THE RECORDS:
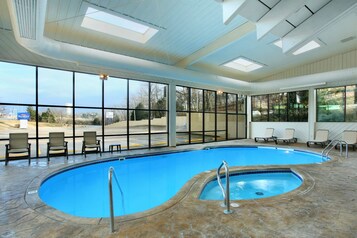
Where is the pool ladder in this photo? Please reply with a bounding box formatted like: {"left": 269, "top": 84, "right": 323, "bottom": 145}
{"left": 216, "top": 161, "right": 233, "bottom": 214}
{"left": 108, "top": 166, "right": 116, "bottom": 233}
{"left": 322, "top": 139, "right": 348, "bottom": 159}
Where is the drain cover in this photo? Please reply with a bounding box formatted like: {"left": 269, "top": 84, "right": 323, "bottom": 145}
{"left": 255, "top": 191, "right": 264, "bottom": 196}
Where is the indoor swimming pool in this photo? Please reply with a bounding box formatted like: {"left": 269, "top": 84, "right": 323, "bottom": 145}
{"left": 39, "top": 146, "right": 327, "bottom": 218}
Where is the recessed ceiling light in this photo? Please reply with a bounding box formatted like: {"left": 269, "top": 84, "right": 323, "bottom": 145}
{"left": 293, "top": 40, "right": 320, "bottom": 55}
{"left": 81, "top": 7, "right": 158, "bottom": 44}
{"left": 223, "top": 57, "right": 263, "bottom": 72}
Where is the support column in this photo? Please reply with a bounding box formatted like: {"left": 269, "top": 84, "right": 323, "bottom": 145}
{"left": 169, "top": 82, "right": 176, "bottom": 147}
{"left": 246, "top": 96, "right": 252, "bottom": 139}
{"left": 308, "top": 88, "right": 316, "bottom": 141}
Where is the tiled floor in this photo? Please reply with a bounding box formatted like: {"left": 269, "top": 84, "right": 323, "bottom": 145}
{"left": 1, "top": 140, "right": 356, "bottom": 238}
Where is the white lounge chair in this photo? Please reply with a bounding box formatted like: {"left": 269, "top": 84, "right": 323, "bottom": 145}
{"left": 335, "top": 130, "right": 357, "bottom": 151}
{"left": 5, "top": 133, "right": 31, "bottom": 165}
{"left": 82, "top": 131, "right": 102, "bottom": 157}
{"left": 254, "top": 128, "right": 276, "bottom": 142}
{"left": 274, "top": 128, "right": 297, "bottom": 144}
{"left": 47, "top": 132, "right": 68, "bottom": 161}
{"left": 307, "top": 129, "right": 329, "bottom": 147}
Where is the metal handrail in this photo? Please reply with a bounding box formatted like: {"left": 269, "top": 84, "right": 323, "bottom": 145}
{"left": 322, "top": 139, "right": 348, "bottom": 159}
{"left": 339, "top": 140, "right": 348, "bottom": 158}
{"left": 108, "top": 167, "right": 115, "bottom": 233}
{"left": 216, "top": 161, "right": 232, "bottom": 214}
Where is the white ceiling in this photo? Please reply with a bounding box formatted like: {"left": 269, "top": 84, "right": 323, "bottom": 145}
{"left": 0, "top": 0, "right": 356, "bottom": 89}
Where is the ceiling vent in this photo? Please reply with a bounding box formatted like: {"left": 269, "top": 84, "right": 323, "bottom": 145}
{"left": 14, "top": 0, "right": 37, "bottom": 39}
{"left": 340, "top": 36, "right": 356, "bottom": 43}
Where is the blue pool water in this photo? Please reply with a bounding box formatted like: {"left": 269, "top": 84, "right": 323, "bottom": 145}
{"left": 199, "top": 170, "right": 302, "bottom": 200}
{"left": 39, "top": 147, "right": 326, "bottom": 218}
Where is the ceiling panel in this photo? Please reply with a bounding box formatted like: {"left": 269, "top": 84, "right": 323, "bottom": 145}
{"left": 305, "top": 0, "right": 331, "bottom": 13}
{"left": 260, "top": 0, "right": 280, "bottom": 9}
{"left": 286, "top": 6, "right": 312, "bottom": 27}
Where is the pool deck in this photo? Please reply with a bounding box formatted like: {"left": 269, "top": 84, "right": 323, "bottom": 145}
{"left": 1, "top": 139, "right": 357, "bottom": 238}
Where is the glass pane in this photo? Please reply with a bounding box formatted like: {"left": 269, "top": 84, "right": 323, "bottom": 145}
{"left": 150, "top": 83, "right": 168, "bottom": 110}
{"left": 204, "top": 90, "right": 215, "bottom": 112}
{"left": 269, "top": 93, "right": 287, "bottom": 122}
{"left": 129, "top": 134, "right": 148, "bottom": 149}
{"left": 0, "top": 62, "right": 35, "bottom": 104}
{"left": 129, "top": 110, "right": 149, "bottom": 134}
{"left": 151, "top": 111, "right": 167, "bottom": 133}
{"left": 190, "top": 132, "right": 203, "bottom": 143}
{"left": 217, "top": 93, "right": 226, "bottom": 113}
{"left": 204, "top": 113, "right": 215, "bottom": 131}
{"left": 191, "top": 89, "right": 203, "bottom": 112}
{"left": 216, "top": 131, "right": 226, "bottom": 141}
{"left": 191, "top": 112, "right": 203, "bottom": 131}
{"left": 346, "top": 85, "right": 357, "bottom": 122}
{"left": 75, "top": 73, "right": 102, "bottom": 107}
{"left": 104, "top": 136, "right": 127, "bottom": 151}
{"left": 0, "top": 141, "right": 7, "bottom": 160}
{"left": 176, "top": 112, "right": 189, "bottom": 132}
{"left": 238, "top": 95, "right": 246, "bottom": 113}
{"left": 317, "top": 87, "right": 345, "bottom": 122}
{"left": 227, "top": 94, "right": 237, "bottom": 113}
{"left": 176, "top": 86, "right": 189, "bottom": 111}
{"left": 29, "top": 139, "right": 37, "bottom": 159}
{"left": 75, "top": 108, "right": 102, "bottom": 136}
{"left": 0, "top": 105, "right": 36, "bottom": 139}
{"left": 238, "top": 115, "right": 246, "bottom": 138}
{"left": 104, "top": 77, "right": 127, "bottom": 108}
{"left": 217, "top": 114, "right": 226, "bottom": 130}
{"left": 104, "top": 109, "right": 127, "bottom": 135}
{"left": 151, "top": 133, "right": 168, "bottom": 147}
{"left": 288, "top": 91, "right": 308, "bottom": 122}
{"left": 176, "top": 132, "right": 189, "bottom": 145}
{"left": 38, "top": 68, "right": 73, "bottom": 106}
{"left": 74, "top": 137, "right": 84, "bottom": 154}
{"left": 227, "top": 115, "right": 237, "bottom": 139}
{"left": 129, "top": 80, "right": 149, "bottom": 109}
{"left": 38, "top": 107, "right": 73, "bottom": 137}
{"left": 252, "top": 95, "right": 268, "bottom": 121}
{"left": 204, "top": 132, "right": 215, "bottom": 142}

TASK DIRECTIONS: Please give the data above again in exact form and omit every picture.

YOUR RESPONSE:
Where is the pool ladder in this photo? Please reply with a bounding box formatted like: {"left": 269, "top": 84, "right": 323, "bottom": 145}
{"left": 216, "top": 161, "right": 233, "bottom": 214}
{"left": 108, "top": 166, "right": 116, "bottom": 233}
{"left": 322, "top": 139, "right": 348, "bottom": 159}
Where is the drain cover in this photo? Please reply with a bounding box formatted like: {"left": 269, "top": 84, "right": 323, "bottom": 145}
{"left": 255, "top": 191, "right": 264, "bottom": 196}
Where is the indoor swimming pool in this photo? Please reply with a bounding box formatted like: {"left": 269, "top": 84, "right": 323, "bottom": 145}
{"left": 39, "top": 146, "right": 327, "bottom": 218}
Where is the recessed ceiling light in this photo? Please reply with a bounding box formatted like: {"left": 269, "top": 84, "right": 323, "bottom": 145}
{"left": 293, "top": 40, "right": 320, "bottom": 55}
{"left": 81, "top": 7, "right": 158, "bottom": 44}
{"left": 223, "top": 57, "right": 263, "bottom": 72}
Where is the support column in this photo? Please reply with a bounding box formatted like: {"left": 269, "top": 84, "right": 323, "bottom": 145}
{"left": 169, "top": 82, "right": 176, "bottom": 147}
{"left": 246, "top": 96, "right": 252, "bottom": 139}
{"left": 308, "top": 88, "right": 316, "bottom": 141}
Where is the tiled floor in this photo? Please reply with a bounding box formatted like: {"left": 269, "top": 84, "right": 323, "bottom": 145}
{"left": 1, "top": 140, "right": 356, "bottom": 238}
Where is the white lounge chair in this photo? Please reply with a bounding box formatted like: {"left": 269, "top": 84, "right": 323, "bottom": 145}
{"left": 335, "top": 130, "right": 357, "bottom": 151}
{"left": 5, "top": 133, "right": 31, "bottom": 165}
{"left": 82, "top": 131, "right": 102, "bottom": 157}
{"left": 254, "top": 128, "right": 276, "bottom": 142}
{"left": 274, "top": 128, "right": 297, "bottom": 144}
{"left": 47, "top": 132, "right": 68, "bottom": 161}
{"left": 307, "top": 129, "right": 329, "bottom": 147}
Where is the metal handrail in this photo? Please reply with a bounding box formatted like: {"left": 269, "top": 84, "right": 323, "bottom": 145}
{"left": 322, "top": 139, "right": 348, "bottom": 159}
{"left": 339, "top": 140, "right": 348, "bottom": 158}
{"left": 108, "top": 167, "right": 115, "bottom": 233}
{"left": 216, "top": 161, "right": 232, "bottom": 214}
Where is the white ceiling in this photo? Please reply with a bounding box formatted like: {"left": 269, "top": 84, "right": 323, "bottom": 145}
{"left": 0, "top": 0, "right": 356, "bottom": 89}
Where is the ceiling vent in this photo? Please reply with a bounding box formatted like: {"left": 269, "top": 84, "right": 323, "bottom": 145}
{"left": 14, "top": 0, "right": 37, "bottom": 39}
{"left": 340, "top": 36, "right": 356, "bottom": 43}
Where is the blue pool water in this photo? Please reply with a bounding box formatted like: {"left": 269, "top": 84, "right": 323, "bottom": 145}
{"left": 199, "top": 170, "right": 302, "bottom": 200}
{"left": 39, "top": 147, "right": 326, "bottom": 218}
Where is the ceiling panel in this photo? Please reply with a bounding box formatted like: {"left": 269, "top": 84, "right": 323, "bottom": 145}
{"left": 305, "top": 0, "right": 331, "bottom": 13}
{"left": 260, "top": 0, "right": 280, "bottom": 9}
{"left": 286, "top": 6, "right": 312, "bottom": 27}
Where is the pool deck in this photo? Please reply with a bounding box formatted like: {"left": 269, "top": 84, "right": 323, "bottom": 145}
{"left": 1, "top": 139, "right": 357, "bottom": 238}
Where is the glass pane in this photo? Please reply with a bounding box formatted like: {"left": 269, "top": 84, "right": 323, "bottom": 145}
{"left": 150, "top": 83, "right": 168, "bottom": 110}
{"left": 204, "top": 90, "right": 215, "bottom": 112}
{"left": 269, "top": 93, "right": 287, "bottom": 122}
{"left": 129, "top": 134, "right": 148, "bottom": 149}
{"left": 0, "top": 62, "right": 35, "bottom": 104}
{"left": 129, "top": 110, "right": 149, "bottom": 134}
{"left": 151, "top": 111, "right": 167, "bottom": 133}
{"left": 190, "top": 132, "right": 203, "bottom": 143}
{"left": 217, "top": 93, "right": 226, "bottom": 113}
{"left": 204, "top": 113, "right": 215, "bottom": 131}
{"left": 191, "top": 89, "right": 203, "bottom": 112}
{"left": 216, "top": 131, "right": 226, "bottom": 141}
{"left": 191, "top": 112, "right": 203, "bottom": 131}
{"left": 346, "top": 85, "right": 357, "bottom": 122}
{"left": 75, "top": 73, "right": 102, "bottom": 107}
{"left": 104, "top": 136, "right": 127, "bottom": 151}
{"left": 0, "top": 141, "right": 7, "bottom": 160}
{"left": 176, "top": 112, "right": 189, "bottom": 132}
{"left": 238, "top": 95, "right": 246, "bottom": 113}
{"left": 317, "top": 87, "right": 345, "bottom": 122}
{"left": 227, "top": 94, "right": 237, "bottom": 113}
{"left": 176, "top": 86, "right": 189, "bottom": 111}
{"left": 29, "top": 139, "right": 37, "bottom": 159}
{"left": 75, "top": 108, "right": 102, "bottom": 136}
{"left": 0, "top": 105, "right": 36, "bottom": 139}
{"left": 238, "top": 115, "right": 246, "bottom": 138}
{"left": 104, "top": 77, "right": 127, "bottom": 108}
{"left": 217, "top": 114, "right": 226, "bottom": 130}
{"left": 104, "top": 109, "right": 127, "bottom": 135}
{"left": 151, "top": 133, "right": 168, "bottom": 147}
{"left": 288, "top": 91, "right": 308, "bottom": 122}
{"left": 176, "top": 132, "right": 189, "bottom": 145}
{"left": 38, "top": 68, "right": 73, "bottom": 106}
{"left": 74, "top": 137, "right": 84, "bottom": 154}
{"left": 227, "top": 115, "right": 237, "bottom": 139}
{"left": 129, "top": 80, "right": 149, "bottom": 109}
{"left": 38, "top": 107, "right": 73, "bottom": 137}
{"left": 252, "top": 95, "right": 268, "bottom": 121}
{"left": 204, "top": 132, "right": 215, "bottom": 142}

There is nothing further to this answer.